## Quoted passage
====
Execution Providers¶
Execution Providers (EPs) enable hardware-accelerated inference. All EPs support the configuration pattern: with_<module>_<ep>_<option>() / with_<ep>_<option>_all().
Quick Reference
| Provider | Feature Flag | Device | Best For |
|---|---|---|---|
| TensorRT | tensorrt |
Device::TensorRT(id) |
NVIDIA GPUs (fastest) |
| TensorRT-RTX | nvrtx |
Device::NvTensorRT(id) |
RTX GPUs |
| CUDA | cuda |
Device::Cuda(id) |
NVIDIA GPUs |
| CoreML | coreml |
Device::CoreML |
Apple Silicon |
| OpenVINO | openvino |
Device::OpenVINO(target) |
Intel CPUs/GPUs |
| DirectML | directml |
Device::DirectML(id) |
Windows |
| MIGraphX | migraphx |
Device::MIGraphX |
AMD GPUs |
| CANN | cann |
Device::CANN(id) |
Huawei Ascend |
| oneDNN | onednn |
Device::OneDNN |
Intel CPUs |
| NNAPI | nnapi |
Device::NNAPI |
Android |
| ARM NN | armnn |
Device::ArmNN |
ARM devices |
| WebGPU | webgpu |
Device::WebGPU |
Browsers |
TensorRT¶
| Option | Type | Default | Description |
|---|---|---|---|
fp16 |
bool |
true |
Enable FP16 precision |
engine_cache |
bool |
true |
Cache compiled engines |
timing_cache |
bool |
false |
Cache timing profiles |
builder_optimization_level |
u8 |
3 |
Builder optimization (0-5) |
max_workspace_size |
usize |
1073741824 |
Max workspace (1GB) |
min_subgraph_size |
usize |
1 |
Min subgraph node count |
dump_ep_context_model |
bool |
false |
Dump context model |
dump_subgraphs |
bool |
false |
Dump subgraphs |
Example
Config::default()
====
## Raw records
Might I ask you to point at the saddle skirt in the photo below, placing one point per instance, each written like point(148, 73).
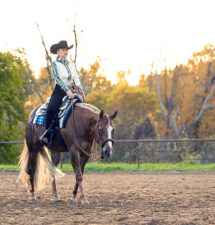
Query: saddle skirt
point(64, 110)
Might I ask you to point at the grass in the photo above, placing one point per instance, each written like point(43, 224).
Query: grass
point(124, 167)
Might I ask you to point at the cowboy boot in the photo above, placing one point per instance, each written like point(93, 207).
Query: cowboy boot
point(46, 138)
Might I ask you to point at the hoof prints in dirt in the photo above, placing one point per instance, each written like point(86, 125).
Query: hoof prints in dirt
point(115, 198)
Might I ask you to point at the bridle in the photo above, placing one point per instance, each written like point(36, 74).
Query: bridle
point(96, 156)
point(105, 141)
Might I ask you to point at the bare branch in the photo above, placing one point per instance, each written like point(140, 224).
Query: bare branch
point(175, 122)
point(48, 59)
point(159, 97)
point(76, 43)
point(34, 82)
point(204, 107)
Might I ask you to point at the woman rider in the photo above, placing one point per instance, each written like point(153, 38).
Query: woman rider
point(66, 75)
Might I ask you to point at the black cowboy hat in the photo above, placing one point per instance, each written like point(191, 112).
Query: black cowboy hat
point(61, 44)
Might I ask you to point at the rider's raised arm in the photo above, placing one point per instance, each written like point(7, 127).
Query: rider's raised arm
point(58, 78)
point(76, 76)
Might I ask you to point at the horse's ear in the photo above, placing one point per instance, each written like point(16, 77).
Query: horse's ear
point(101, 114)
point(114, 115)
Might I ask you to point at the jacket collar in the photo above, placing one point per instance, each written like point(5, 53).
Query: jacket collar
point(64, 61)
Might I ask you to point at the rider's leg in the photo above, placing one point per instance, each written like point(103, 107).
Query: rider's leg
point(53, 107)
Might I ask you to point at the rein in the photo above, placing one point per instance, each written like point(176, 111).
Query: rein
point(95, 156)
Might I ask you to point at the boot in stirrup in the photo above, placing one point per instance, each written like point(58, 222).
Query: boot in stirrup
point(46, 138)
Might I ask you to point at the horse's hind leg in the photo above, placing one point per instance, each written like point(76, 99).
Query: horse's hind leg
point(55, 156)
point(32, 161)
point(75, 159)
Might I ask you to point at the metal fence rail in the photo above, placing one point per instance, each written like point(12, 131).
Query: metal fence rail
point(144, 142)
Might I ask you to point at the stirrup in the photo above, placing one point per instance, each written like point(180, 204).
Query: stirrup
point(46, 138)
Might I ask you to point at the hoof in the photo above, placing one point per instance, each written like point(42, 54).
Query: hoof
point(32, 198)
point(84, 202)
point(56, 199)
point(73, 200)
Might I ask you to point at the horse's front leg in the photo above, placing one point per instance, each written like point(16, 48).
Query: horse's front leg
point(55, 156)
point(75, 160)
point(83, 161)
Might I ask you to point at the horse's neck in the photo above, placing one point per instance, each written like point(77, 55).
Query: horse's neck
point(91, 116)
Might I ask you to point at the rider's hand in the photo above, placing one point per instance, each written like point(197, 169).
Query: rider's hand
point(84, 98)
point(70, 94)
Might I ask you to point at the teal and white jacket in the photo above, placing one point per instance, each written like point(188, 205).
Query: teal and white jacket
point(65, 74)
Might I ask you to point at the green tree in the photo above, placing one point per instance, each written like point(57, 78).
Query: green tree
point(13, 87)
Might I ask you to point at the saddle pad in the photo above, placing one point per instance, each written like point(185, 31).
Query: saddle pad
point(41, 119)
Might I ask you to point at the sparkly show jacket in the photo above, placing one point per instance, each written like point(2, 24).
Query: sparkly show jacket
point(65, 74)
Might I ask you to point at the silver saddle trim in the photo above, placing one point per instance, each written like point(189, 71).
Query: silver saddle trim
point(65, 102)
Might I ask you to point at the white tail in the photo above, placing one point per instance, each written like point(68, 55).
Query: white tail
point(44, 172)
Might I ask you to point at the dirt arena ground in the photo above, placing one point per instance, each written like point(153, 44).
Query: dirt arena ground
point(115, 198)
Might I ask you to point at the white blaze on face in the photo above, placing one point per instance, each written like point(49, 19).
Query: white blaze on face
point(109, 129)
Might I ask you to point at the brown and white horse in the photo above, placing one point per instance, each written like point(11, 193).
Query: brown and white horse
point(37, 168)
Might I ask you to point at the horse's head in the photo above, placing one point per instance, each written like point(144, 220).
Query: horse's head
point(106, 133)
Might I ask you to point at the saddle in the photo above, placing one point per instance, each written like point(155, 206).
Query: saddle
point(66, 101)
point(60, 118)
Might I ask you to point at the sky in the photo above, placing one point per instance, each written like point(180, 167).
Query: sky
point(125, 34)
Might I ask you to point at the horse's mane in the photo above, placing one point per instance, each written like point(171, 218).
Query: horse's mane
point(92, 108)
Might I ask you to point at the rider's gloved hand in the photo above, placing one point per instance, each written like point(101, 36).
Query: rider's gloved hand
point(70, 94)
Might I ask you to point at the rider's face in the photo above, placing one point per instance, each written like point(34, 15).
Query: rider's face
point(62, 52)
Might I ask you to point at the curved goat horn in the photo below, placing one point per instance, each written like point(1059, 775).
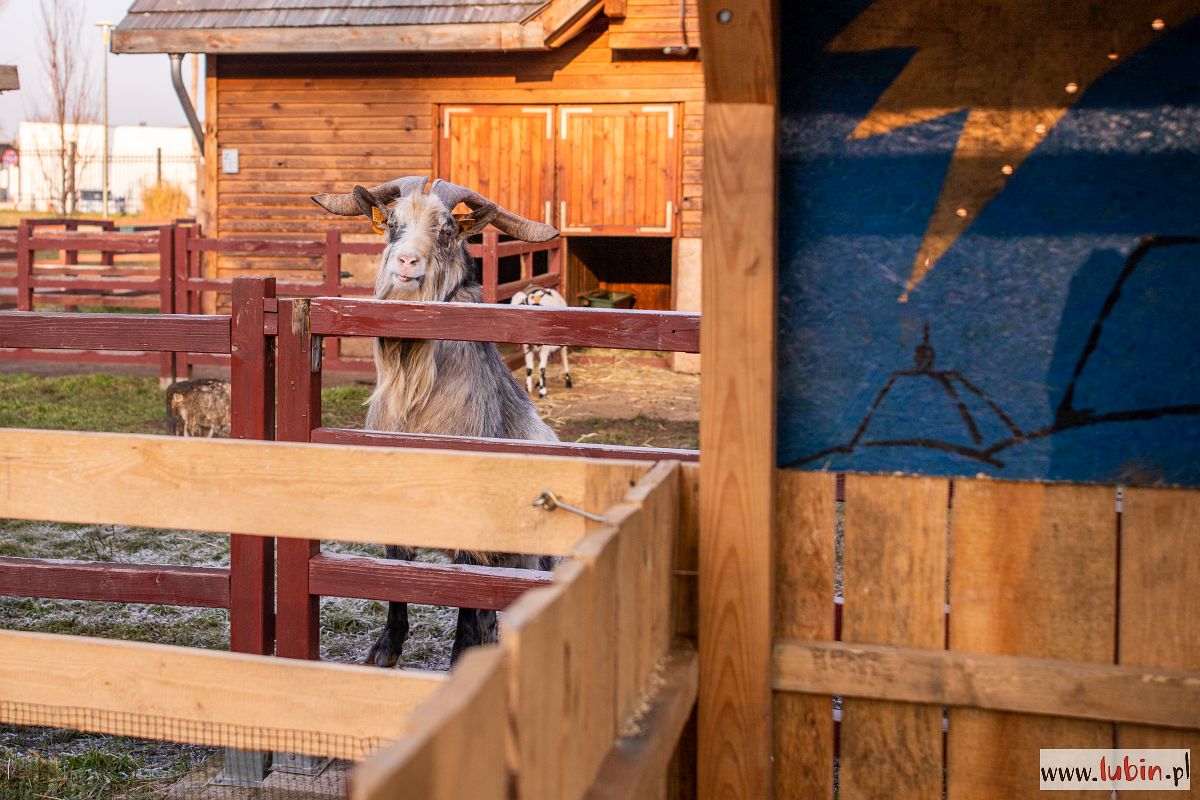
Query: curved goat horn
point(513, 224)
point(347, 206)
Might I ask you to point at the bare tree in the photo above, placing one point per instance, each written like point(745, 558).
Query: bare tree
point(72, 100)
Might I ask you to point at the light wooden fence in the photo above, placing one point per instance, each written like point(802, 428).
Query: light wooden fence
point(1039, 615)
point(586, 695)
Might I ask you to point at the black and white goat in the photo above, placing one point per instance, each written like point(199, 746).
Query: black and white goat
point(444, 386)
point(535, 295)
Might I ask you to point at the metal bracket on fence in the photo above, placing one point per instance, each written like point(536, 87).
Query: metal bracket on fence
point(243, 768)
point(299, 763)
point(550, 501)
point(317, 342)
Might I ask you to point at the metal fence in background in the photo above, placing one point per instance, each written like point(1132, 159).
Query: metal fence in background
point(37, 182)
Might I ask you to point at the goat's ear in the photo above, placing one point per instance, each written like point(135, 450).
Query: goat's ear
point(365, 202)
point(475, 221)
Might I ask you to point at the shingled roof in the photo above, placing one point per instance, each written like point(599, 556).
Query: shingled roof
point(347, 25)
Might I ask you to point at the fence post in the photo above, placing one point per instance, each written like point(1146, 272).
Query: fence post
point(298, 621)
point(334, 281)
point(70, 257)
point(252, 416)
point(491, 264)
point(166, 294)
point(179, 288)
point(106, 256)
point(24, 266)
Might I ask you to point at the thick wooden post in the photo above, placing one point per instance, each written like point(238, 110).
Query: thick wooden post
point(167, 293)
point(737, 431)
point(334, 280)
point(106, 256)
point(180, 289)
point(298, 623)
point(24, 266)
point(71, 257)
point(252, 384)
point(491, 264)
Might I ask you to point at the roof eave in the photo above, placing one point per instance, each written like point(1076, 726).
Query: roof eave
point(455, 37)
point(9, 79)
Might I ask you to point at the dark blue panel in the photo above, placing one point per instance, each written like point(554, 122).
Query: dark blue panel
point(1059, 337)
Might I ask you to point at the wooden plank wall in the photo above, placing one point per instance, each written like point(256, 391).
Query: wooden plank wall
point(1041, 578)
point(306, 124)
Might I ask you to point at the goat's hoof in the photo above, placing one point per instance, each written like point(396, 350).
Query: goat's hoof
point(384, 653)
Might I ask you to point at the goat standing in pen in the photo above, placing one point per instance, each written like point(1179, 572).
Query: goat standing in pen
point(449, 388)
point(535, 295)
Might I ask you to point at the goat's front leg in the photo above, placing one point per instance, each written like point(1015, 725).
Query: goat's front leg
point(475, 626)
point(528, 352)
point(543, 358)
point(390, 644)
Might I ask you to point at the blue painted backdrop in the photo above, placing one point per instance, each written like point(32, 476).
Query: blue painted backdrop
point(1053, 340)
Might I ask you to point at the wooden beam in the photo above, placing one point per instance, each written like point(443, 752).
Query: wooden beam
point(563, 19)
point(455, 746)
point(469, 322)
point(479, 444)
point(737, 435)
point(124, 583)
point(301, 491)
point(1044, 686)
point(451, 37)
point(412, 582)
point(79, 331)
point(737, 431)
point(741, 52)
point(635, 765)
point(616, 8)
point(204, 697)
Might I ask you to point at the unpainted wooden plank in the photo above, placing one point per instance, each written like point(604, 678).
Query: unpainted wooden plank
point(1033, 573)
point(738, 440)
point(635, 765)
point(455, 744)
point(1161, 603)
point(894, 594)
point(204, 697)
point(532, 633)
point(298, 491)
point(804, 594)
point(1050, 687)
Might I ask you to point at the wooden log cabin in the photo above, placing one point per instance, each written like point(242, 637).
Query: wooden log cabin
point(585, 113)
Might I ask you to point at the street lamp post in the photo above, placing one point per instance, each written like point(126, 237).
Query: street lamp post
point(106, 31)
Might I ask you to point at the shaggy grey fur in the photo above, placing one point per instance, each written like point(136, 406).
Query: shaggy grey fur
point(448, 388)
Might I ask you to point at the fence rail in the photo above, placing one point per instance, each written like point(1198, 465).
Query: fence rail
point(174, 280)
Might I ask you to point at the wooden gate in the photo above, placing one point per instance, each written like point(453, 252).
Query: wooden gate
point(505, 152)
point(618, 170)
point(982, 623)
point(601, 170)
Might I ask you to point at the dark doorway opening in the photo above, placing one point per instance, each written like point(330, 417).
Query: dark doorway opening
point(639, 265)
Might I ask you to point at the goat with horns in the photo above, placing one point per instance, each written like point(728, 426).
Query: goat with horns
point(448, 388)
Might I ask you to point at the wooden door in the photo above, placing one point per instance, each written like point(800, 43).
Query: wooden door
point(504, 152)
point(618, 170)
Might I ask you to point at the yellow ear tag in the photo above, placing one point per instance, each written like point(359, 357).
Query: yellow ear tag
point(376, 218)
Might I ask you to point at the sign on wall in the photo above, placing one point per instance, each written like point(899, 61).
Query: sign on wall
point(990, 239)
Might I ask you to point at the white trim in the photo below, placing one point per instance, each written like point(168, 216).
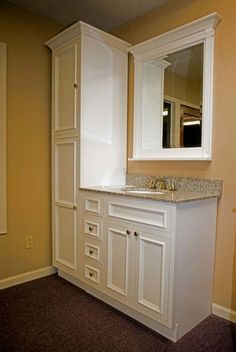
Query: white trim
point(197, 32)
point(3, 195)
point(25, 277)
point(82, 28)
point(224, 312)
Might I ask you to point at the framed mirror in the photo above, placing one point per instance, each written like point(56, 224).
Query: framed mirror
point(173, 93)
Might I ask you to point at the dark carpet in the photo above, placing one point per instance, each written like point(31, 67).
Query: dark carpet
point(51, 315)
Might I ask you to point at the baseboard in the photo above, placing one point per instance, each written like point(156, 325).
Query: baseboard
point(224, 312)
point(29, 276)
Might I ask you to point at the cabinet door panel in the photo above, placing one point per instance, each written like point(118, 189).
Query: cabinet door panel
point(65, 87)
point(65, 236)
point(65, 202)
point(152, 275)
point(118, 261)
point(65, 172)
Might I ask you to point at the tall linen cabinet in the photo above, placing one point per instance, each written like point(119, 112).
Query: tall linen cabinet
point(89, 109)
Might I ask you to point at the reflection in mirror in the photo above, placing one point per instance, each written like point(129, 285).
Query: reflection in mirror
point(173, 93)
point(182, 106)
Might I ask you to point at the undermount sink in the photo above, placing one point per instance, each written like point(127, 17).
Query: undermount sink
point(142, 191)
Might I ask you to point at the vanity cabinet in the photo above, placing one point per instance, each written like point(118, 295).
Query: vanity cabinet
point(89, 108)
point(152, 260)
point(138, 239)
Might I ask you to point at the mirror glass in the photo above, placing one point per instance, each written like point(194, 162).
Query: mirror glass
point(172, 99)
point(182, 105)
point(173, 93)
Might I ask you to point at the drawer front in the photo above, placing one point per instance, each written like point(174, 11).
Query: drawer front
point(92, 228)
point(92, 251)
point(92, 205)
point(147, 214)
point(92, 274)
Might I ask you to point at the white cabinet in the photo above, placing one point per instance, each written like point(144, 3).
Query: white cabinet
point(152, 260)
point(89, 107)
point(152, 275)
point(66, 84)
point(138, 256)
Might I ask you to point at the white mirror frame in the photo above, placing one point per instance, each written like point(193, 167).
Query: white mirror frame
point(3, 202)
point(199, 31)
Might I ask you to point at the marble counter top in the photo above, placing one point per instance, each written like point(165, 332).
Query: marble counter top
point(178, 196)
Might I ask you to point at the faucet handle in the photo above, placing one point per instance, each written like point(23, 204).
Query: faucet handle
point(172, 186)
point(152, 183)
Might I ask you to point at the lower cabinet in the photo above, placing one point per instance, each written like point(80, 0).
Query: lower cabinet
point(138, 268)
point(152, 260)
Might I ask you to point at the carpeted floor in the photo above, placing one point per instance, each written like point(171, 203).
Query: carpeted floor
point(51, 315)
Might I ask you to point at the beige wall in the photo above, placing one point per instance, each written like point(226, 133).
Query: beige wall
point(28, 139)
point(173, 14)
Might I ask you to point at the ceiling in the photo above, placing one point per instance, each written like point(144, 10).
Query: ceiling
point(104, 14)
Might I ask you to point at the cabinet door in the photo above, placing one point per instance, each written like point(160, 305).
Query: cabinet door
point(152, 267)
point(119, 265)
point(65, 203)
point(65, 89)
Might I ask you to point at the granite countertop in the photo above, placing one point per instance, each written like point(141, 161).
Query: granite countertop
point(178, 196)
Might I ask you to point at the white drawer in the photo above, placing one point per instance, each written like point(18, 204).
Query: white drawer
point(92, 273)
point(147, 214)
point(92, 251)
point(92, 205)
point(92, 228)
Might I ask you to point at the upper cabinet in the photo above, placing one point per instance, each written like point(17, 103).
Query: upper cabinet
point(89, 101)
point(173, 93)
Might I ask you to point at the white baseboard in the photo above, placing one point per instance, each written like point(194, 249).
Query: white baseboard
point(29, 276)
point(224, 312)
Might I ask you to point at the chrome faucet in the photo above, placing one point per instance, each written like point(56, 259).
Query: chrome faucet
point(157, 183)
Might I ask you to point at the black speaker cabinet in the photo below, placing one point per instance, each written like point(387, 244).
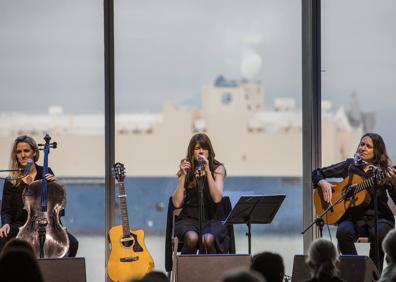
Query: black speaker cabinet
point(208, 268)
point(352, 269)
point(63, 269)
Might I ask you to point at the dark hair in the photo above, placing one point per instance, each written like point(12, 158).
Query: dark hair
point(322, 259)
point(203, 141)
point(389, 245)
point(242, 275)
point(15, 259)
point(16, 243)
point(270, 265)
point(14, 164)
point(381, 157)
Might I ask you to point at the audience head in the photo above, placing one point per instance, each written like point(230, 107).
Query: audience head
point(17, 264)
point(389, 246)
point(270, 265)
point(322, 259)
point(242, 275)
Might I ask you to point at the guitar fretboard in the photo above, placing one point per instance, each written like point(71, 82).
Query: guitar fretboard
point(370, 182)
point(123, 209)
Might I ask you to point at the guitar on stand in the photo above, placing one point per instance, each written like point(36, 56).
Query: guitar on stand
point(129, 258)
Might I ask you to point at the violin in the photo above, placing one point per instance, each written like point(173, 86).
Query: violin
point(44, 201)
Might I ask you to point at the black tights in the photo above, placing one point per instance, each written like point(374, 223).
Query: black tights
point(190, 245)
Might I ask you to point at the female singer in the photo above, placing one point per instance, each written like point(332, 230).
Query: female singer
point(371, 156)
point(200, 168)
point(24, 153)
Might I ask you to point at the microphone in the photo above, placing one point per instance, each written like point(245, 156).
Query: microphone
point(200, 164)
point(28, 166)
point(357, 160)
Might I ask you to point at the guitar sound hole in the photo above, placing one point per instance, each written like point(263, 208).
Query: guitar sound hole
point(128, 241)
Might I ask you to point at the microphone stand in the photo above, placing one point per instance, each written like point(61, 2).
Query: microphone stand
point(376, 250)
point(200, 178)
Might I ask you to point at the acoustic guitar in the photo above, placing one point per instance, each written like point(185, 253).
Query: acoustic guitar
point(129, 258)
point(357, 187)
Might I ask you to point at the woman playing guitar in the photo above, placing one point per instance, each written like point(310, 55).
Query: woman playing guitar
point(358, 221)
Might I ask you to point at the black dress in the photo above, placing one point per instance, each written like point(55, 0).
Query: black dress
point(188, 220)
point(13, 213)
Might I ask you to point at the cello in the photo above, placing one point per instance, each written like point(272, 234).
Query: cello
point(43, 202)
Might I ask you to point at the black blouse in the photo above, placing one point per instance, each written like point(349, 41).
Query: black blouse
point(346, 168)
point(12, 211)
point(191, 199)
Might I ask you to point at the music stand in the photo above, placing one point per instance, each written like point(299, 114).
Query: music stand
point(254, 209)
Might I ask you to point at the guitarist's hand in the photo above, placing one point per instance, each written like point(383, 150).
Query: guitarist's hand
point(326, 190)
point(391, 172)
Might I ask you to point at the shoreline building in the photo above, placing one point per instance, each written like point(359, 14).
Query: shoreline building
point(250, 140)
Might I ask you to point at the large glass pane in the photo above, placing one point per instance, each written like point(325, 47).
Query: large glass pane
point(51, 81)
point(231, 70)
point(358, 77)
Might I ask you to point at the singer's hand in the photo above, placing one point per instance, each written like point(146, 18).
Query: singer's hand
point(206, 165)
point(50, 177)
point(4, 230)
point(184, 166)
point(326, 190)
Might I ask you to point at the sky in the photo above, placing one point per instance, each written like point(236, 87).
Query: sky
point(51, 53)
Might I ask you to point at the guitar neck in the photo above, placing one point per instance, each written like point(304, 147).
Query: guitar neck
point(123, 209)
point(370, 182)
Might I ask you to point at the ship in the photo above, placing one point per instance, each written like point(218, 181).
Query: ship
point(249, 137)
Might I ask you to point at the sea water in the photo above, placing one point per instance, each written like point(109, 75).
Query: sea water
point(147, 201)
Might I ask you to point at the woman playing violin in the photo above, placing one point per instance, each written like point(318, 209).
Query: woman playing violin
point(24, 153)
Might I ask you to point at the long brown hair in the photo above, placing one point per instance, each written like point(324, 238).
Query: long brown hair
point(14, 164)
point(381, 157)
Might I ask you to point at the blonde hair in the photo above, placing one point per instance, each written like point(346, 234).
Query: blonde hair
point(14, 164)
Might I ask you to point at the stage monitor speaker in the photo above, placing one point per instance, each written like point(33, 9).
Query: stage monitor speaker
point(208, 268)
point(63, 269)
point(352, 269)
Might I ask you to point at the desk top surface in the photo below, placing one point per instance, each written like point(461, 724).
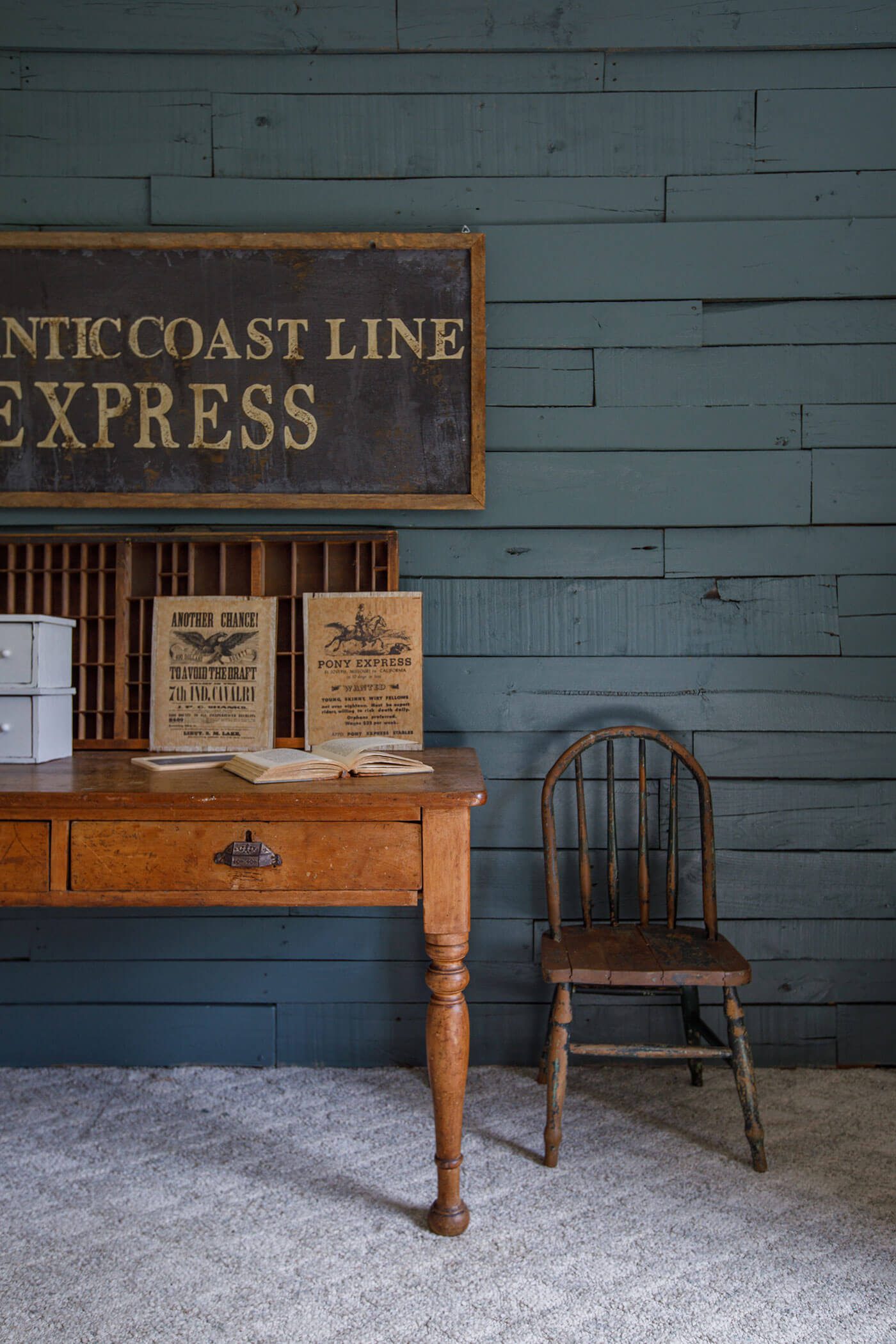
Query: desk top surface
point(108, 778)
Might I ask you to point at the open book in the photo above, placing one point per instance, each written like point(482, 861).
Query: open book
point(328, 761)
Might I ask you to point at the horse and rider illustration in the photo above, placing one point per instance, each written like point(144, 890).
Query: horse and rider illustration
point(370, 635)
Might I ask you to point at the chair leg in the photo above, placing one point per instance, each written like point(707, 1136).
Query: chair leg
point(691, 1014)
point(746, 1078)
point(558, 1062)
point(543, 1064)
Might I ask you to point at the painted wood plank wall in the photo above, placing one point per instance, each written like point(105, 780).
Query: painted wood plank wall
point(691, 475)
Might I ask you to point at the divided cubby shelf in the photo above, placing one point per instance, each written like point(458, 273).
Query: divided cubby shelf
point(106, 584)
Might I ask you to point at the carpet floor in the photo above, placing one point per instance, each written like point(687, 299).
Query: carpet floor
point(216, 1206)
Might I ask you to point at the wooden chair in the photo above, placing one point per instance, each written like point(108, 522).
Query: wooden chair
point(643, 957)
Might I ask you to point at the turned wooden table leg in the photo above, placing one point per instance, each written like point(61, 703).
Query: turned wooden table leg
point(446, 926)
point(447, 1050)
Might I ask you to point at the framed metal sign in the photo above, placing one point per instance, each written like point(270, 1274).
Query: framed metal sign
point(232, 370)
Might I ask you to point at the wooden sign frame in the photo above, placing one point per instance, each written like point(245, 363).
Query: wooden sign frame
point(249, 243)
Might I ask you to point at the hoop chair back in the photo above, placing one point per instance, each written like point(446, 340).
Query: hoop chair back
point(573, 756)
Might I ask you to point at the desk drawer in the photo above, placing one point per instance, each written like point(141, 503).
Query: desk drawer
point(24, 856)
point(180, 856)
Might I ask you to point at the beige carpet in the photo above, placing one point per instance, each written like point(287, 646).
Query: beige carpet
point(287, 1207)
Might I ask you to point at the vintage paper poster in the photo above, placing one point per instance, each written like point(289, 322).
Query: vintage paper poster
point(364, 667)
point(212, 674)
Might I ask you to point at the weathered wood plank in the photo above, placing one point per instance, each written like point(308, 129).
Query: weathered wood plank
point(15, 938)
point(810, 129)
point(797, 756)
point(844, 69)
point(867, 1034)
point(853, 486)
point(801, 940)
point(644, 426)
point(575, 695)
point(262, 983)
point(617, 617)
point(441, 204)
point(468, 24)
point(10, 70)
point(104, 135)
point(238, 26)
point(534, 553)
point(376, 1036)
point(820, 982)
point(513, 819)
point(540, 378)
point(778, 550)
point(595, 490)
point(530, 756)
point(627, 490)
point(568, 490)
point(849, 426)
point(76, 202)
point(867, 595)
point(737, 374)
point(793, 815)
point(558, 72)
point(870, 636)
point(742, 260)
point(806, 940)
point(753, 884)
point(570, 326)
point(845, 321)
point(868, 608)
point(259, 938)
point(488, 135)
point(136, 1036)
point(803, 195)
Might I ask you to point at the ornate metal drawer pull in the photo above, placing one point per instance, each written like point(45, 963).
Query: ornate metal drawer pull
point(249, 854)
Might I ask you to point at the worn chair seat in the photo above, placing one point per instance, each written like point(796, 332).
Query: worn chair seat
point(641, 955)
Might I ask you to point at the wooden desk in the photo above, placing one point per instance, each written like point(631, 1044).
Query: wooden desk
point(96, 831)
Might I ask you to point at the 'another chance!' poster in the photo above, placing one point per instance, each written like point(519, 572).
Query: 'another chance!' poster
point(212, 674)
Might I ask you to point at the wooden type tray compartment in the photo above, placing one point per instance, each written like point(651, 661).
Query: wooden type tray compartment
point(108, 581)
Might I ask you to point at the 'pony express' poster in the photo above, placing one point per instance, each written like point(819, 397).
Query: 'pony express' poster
====
## Exercises to complete
**A.** According to the execution providers page, what is the default value of the TensorRT option builder_optimization_level?
**B.** Pick up the execution providers page after its last line and keep writing it.

## Answers for the tasks
**A.** 3

**B.**
.with_model_device(Device::TensorRT(0))
.with_model_tensorrt_fp16(true)
.with_model_tensorrt_engine_cache(true)
.with_model_tensorrt_builder_optimization_level(3)
.commit()?;
First Run Slow
TensorRT builds engines on first run. Enable engine_cache for instant subsequent loads.
Dynamic Shapes¶
Dynamic shapes in usls are configured in a way that closely mirrors trtexec.
trtexec example:
Example
trtexec --fp16 --onnx=your_model.onnx \
--minShapes=images:1x3x416x416 \
--optShapes=images:1x3x640x640 \
--maxShapes=images:8x3x800x800 \
--saveEngine=your_model.engine
Equivalent usls configuration:
Example
Config::default()
.with_model_ixx(0, 0, (1, 1, 8)) // batch: min=1, opt=1, max=8
.with_model_ixx(0, 1, 3) // channels: fixed at 3
.with_model_ixx(0, 2, (416, 640, 800)) // height: min/opt/max
.with_model_ixx(0, 3, (416, 640, 800)) // width: min/opt/max
.commit()?;
TensorRT-RTX¶
Same options as TensorRT, but preserves input precision (no auto FP32→FP16 conversion).
Example
Config::default()
.with_model_device(Device::NvTensorRT(0))
.commit()?;
TensorRT vs TensorRT-RTX
- TensorRT EP: Automatically handles FP32→FP16 conversion. Use
--dtype fp32for optimal performance. - TensorRT-RTX EP: Preserves input precision. No automatic conversion.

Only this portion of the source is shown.